:: Source text ::

In this volume, we have tried to bring together as diverse as possible a sample of the applications of CL so as to capture the state-of-the-art in terms of its how CL is being applied and might be applied in the future. Crucially for the development and vibrancy of CL, this process of application of CL to other areas has a wash-back effect for CL and in particular on how corpora and corpus software are designed, as we asserted above. As mentioned (see also Walter, this volume), the initial application of CL in our profession was in the area of lexicography, and software and corpora were co-designed so that lexicographers could make better dictionaries. Now the application of CL is diverse in the extreme, as are the needs of its users. While a lexicographer is interested in how best to profile a word semantically (see chapters by Walter and Moon, this volume), someone using CL in the study of second language acquisition may be interested in how aspects of language develop over time in one individual or a group of users (see Lu, this volume). These polar needs bring about divergent corpora and software design principles. The result is that there has never been a more fertile period in the discipline of CL. We now briefly survey some of the areas in which corpora have been adopted and audit the challenges and wash-backs that arise from these.
Individuals such as Johns and Tribble have, for many years, championed the use of corpora in language learning in the form of Data-driven Learning (DDL) (see chapters by Tribble, Chambers and Sripicharn, this volume). Bringing corpora or corpus data into the classroom has brought many challenges over the years. By its nature, it turns the traditional order within the classroom upon its head. The corpus becomes the centre of knowledge, the students take on the role of questioner and the teacher is challenged to hand over control and facilitate learning. Chambers and O’Sullivan (2004) have shown the democratising effect of devolving the correction and remediation of student writing through the use of error tagging and follow-up student corpus investigation, for example.

:::
:: Given entries ::

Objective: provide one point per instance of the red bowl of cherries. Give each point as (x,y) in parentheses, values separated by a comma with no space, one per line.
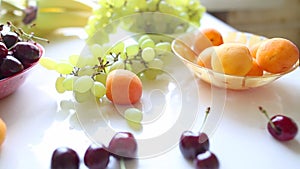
(18,54)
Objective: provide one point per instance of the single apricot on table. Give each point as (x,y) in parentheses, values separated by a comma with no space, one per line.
(277,55)
(2,131)
(232,59)
(206,38)
(123,87)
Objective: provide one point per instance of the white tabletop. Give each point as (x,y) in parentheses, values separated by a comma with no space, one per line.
(238,136)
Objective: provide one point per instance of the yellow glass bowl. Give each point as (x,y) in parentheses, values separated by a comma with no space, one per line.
(182,47)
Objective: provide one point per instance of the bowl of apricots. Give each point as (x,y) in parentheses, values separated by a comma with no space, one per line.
(236,60)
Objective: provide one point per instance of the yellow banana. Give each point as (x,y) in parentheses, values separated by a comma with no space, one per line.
(51,15)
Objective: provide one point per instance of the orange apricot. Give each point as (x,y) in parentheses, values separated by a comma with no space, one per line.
(206,38)
(232,59)
(204,58)
(277,55)
(213,35)
(123,87)
(255,70)
(2,131)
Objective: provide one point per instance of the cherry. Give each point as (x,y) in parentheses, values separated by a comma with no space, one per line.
(206,160)
(192,144)
(10,66)
(123,145)
(65,158)
(3,50)
(26,52)
(281,127)
(96,157)
(10,39)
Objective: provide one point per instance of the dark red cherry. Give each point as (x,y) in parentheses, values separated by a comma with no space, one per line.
(65,158)
(3,50)
(123,145)
(192,144)
(10,39)
(96,157)
(281,127)
(26,52)
(284,128)
(206,160)
(10,66)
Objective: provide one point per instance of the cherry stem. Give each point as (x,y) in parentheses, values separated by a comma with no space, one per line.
(122,164)
(205,118)
(266,114)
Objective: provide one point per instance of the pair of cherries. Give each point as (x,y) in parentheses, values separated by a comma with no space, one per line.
(195,146)
(123,145)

:::

* _What is asked_
A - List each surname that the corpus linguistics passage cites together with the words "this volume," giving each surname only once.
B - Reproduce the corpus linguistics passage word for word from "Individuals such as" to "investigation, for example.".

* _Completed exercise_
A - Walter, Moon, Lu, Tribble, Chambers, Sripicharn

B -
Individuals such as Johns and Tribble have, for many years, championed the use of corpora in language learning in the form of Data-driven Learning (DDL) (see chapters by Tribble, Chambers and Sripicharn, this volume). Bringing corpora or corpus data into the classroom has brought many challenges over the years. By its nature, it turns the traditional order within the classroom upon its head. The corpus becomes the centre of knowledge, the students take on the role of questioner and the teacher is challenged to hand over control and facilitate learning. Chambers and O’Sullivan (2004) have shown the democratising effect of devolving the correction and remediation of student writing through the use of error tagging and follow-up student corpus investigation, for example.